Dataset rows
━━━━━━━━━━━━━━━━

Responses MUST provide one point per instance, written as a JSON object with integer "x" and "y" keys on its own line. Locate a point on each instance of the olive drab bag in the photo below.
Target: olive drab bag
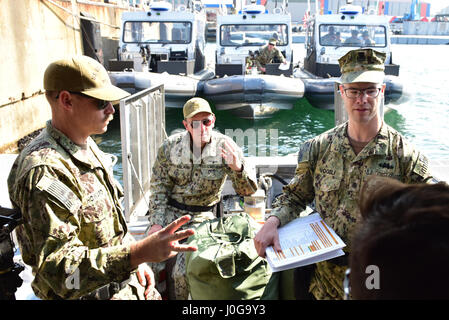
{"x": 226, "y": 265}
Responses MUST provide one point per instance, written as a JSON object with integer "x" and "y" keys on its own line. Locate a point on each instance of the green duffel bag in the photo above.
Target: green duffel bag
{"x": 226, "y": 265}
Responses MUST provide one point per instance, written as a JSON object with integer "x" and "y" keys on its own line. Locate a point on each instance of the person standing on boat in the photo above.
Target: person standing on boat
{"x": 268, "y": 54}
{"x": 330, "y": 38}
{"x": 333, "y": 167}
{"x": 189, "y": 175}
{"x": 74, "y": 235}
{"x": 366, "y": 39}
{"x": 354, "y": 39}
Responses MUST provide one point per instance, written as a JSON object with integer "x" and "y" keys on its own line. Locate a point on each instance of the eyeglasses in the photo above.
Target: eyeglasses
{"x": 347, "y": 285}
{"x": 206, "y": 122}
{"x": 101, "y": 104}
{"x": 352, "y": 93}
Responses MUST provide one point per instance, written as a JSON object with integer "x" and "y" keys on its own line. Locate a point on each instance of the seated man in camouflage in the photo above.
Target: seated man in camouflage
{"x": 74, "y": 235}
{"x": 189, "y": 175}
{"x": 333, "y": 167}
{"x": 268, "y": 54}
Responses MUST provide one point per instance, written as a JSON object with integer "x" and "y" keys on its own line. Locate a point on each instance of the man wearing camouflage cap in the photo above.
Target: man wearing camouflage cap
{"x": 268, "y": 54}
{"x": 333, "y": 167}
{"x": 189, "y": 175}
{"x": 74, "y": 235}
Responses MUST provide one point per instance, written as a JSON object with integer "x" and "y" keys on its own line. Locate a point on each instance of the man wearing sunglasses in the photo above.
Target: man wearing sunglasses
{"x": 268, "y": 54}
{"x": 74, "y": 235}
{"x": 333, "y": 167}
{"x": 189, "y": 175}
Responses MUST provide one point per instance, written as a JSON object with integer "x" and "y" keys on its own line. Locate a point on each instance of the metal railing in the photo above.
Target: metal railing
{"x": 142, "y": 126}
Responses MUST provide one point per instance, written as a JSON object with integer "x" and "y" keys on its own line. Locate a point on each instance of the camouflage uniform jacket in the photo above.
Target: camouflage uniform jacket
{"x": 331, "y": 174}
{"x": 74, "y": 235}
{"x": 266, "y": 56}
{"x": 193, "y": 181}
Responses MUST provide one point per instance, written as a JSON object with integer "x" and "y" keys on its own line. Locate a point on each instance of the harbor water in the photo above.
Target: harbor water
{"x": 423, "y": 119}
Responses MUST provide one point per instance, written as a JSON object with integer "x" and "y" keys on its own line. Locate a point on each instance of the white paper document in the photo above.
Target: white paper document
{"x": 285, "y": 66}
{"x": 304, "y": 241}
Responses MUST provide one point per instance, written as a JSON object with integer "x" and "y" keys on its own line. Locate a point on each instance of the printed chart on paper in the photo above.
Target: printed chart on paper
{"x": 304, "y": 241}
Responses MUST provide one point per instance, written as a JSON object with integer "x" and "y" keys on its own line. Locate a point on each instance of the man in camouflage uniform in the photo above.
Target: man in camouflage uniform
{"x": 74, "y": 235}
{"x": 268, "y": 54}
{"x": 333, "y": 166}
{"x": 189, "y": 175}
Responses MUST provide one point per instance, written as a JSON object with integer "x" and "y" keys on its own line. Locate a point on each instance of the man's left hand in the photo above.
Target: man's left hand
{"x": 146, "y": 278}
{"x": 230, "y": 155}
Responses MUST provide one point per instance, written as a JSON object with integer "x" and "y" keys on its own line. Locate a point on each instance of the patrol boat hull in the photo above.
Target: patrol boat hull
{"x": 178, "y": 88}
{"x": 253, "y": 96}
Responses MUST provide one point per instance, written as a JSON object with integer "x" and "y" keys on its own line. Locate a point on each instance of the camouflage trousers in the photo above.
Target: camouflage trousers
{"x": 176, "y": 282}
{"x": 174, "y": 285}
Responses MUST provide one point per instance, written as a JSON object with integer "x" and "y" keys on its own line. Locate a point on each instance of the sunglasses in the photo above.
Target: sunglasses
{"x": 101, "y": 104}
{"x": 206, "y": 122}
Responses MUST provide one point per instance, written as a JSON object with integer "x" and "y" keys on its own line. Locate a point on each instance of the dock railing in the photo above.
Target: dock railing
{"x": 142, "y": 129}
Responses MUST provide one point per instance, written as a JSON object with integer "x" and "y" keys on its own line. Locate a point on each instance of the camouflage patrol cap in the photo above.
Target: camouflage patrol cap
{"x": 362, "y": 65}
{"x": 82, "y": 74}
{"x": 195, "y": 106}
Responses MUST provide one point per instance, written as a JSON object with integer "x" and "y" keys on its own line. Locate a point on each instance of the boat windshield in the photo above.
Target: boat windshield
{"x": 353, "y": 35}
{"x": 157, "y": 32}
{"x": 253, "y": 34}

━━━━━━━━━━━━━━━━

## TO BE DONE
Copy every entry above word for word, leaving out the picture.

## TASK ANSWER
Responses MUST provide one point per instance, written as a JSON object with integer "x" and "y" keys on its own line. Locate a point on each instance of the olive drab bag in the photo below.
Target: olive drab bag
{"x": 226, "y": 265}
Responses MUST provide one point per instance, written as a JSON object with integer "x" and "y" keys on its own line. Locate a point on each instance of the green duffel bag in the photo above.
Target: green duffel bag
{"x": 226, "y": 265}
Responses MUST provide one point per instance, written as a JSON object with integer "x" and "y" keys on its own line. Locate a point on each instance of the person standing on boat in the photo above.
Target: person standing on boat
{"x": 268, "y": 54}
{"x": 330, "y": 38}
{"x": 333, "y": 167}
{"x": 189, "y": 175}
{"x": 74, "y": 235}
{"x": 366, "y": 39}
{"x": 354, "y": 39}
Responses MUST provide one point per instance, written as a JSON object with integer "x" and "y" keys on its own line. Locate a point on each instance of the eyeglasses in the photo above.
Target: eyeglasses
{"x": 347, "y": 285}
{"x": 206, "y": 122}
{"x": 101, "y": 104}
{"x": 352, "y": 93}
Responses MUST provide one point per instance, written as a JSON object with integer "x" and "y" keys on its own line. Locate a point on each instance of the seated man in camouflage in the photo above.
Target: seated man in camouflage
{"x": 74, "y": 235}
{"x": 189, "y": 175}
{"x": 333, "y": 167}
{"x": 268, "y": 54}
Responses MUST provide one point per instance, written as a JSON object with integer "x" and "y" keys on its own line. Locate a point on each instance of the man wearing camouflage cap in the photo above.
Target: man wearing camouflage cap
{"x": 268, "y": 54}
{"x": 333, "y": 167}
{"x": 189, "y": 175}
{"x": 74, "y": 235}
Responses MUST provide one point per instance, written as a JSON object with integer "x" and "y" keys on its own line. Locate a point on each instance of the man wearing sunglasses in the photo above.
Target: man wearing sunglasses
{"x": 268, "y": 54}
{"x": 74, "y": 235}
{"x": 333, "y": 167}
{"x": 189, "y": 175}
Responses MUST provide one point per instance, written as a JSON object with integer "x" and "y" keys on its own line. Locate a point on each instance of the metal railing in the photo above.
Target: metal railing
{"x": 142, "y": 126}
Responses MUST provide one point per instance, written as a JSON object with integer "x" and "y" keys on its own line. Locate a point on each instance of the camouflage uniform jacket in the photo above.
Target: camouflage uniform jacket
{"x": 331, "y": 174}
{"x": 74, "y": 235}
{"x": 266, "y": 56}
{"x": 193, "y": 181}
Responses MUST provide one point per instance, written as a JSON object with integer "x" and "y" keys on its own line. Locate a point on each instance of the harbor water in the photo above.
Target: harbor water
{"x": 423, "y": 119}
Responses MUST provide one point per instance, written as a JSON object with integer "x" and "y" keys on its own line. Locate a point on each instance of the white paper document in the photo above.
Target: white paper document
{"x": 285, "y": 66}
{"x": 304, "y": 241}
Responses MUST provide one point per instance, written as a JSON object with integer "x" and "y" keys on its own line. Locate a point on each instance of the printed chart on paper in the photo above.
Target: printed chart on paper
{"x": 304, "y": 241}
Responses MUST provide one point per instance, written as a JSON object with integer "x" and "y" keys on its own line. Locate a point on each instance of the man in camouflage uniform in the photo above.
Target: man in camouflage uniform
{"x": 74, "y": 235}
{"x": 268, "y": 54}
{"x": 333, "y": 166}
{"x": 189, "y": 175}
Responses MUST provide one point per instance, written as a JSON object with integer "x" and "y" keys on its own line. Locate a point on each instance of the man's left hand in the photo above.
Target: man's left hand
{"x": 146, "y": 278}
{"x": 230, "y": 155}
Responses MUST provide one point per instance, written as a JSON object with integer "x" and "y" keys on its own line. Locate a point on each instance of the patrol boat hull in the photo above.
Target: patrol boat hull
{"x": 178, "y": 88}
{"x": 253, "y": 96}
Responses MUST provide one point per instance, written as a JSON object with integer "x" and "y" keys on its own line. Locate a point on each instance of the camouflage trousers in the photo above.
Target: camouflage trousers
{"x": 176, "y": 282}
{"x": 174, "y": 285}
Responses MUST provide one point per instance, written as a JSON object with integer "x" and "y" keys on its own line. Locate a point on each instance of the sunglasses in the photo above.
Target: sunglasses
{"x": 101, "y": 104}
{"x": 206, "y": 122}
Responses MUST provide one point per instance, written as a JSON object with integer "x" and "y" keys on its own line. Locate a point on each instance of the dock railing in the photo above.
Target: dock railing
{"x": 142, "y": 129}
Responses MUST provide one point per instance, written as a JSON object with integer "x" and "y" keys on its own line. Locate a point on each instance of the camouflage patrol cap in the photo above.
Target: camouflage patrol cap
{"x": 362, "y": 65}
{"x": 82, "y": 74}
{"x": 195, "y": 106}
Responses MUST provide one point per instance, written as a JSON object with integer "x" and "y" keys on its own line. Locate a point on each instance of the boat windshield in the photo above.
Target: boat windshield
{"x": 353, "y": 35}
{"x": 157, "y": 32}
{"x": 253, "y": 34}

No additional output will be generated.